4. Be Appropriately Transparent
Transparency requires honest and open communication, even when it is uncomfortable or makes one feel vulnerable. Appropriate transparency refers to the appropriate amount at the appropriate time for the appropriate reason.
5. Lead with Emotional Courage
Emotional courage is doing what is the right thing to do despite the fear one might have about doing it. It takes emotional courage to look inward and see the truth about oneself. Effective leaders exercise emotional courage to appropriately challenge the status quo.
6. Embrace Paradox and Ambiguity
Accept and embrace complexity and uncertainty. Leadership is inherently paradoxical. While many of us have achieved career success by accomplishments that had clear objective criteria, leadership deals with issues that are often far more nuanced. Organizational leaders routinely find themselves facing challenges that have no clear, well-defined solution, and they are often making decisions with incomplete information. This requires leaders to develop both the familiarity and mindset to comfortably function in situations which are complex and paradoxical. Embracing the embodiment of paradox within ourselves, modeling these behaviors to our organizations helps create cultural and social dynamics that support resilience and adaptability.
As stated earlier, emotional intelligence is rooted in self-knowledge. The six steps shared above only work when you’ve taken the time to be deeply introspective. Be brutally honest with yourself about what’s holding you back from being the leader that you – and those around you – want you to be. With that foundation and level-setting, you can begin to incorporate emotional intelligence into your leadership style. Reflect, set a goal, share it with your colleagues, and practice it. That is the only way to become truly emotionally intelligent – the single most distinguishing quality of exceptional leadership.

[Excerpts of location labeling data]
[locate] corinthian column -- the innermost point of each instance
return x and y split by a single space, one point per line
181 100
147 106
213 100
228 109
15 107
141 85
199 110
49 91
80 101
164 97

> Written tasks
1 - According to the leadership excerpt, why must leaders learn to function comfortably in complex and paradoxical situations? Answer in one to three sentences.
2 - Return the part of the leadership excerpt between "4. Be Appropriately" and "the appropriate reason.", inclusive.
This location labeling data has no connection to the leadership excerpt.

> Results by task
1 - Organizational leaders routinely face challenges that have no clear, well-defined solution, and they often make decisions with incomplete information. Leadership also deals with issues that are far more nuanced than accomplishments with clear objective criteria.

2 -
4. Be Appropriately Transparent
Transparency requires honest and open communication, even when it is uncomfortable or makes one feel vulnerable. Appropriate transparency refers to the appropriate amount at the appropriate time for the appropriate reason.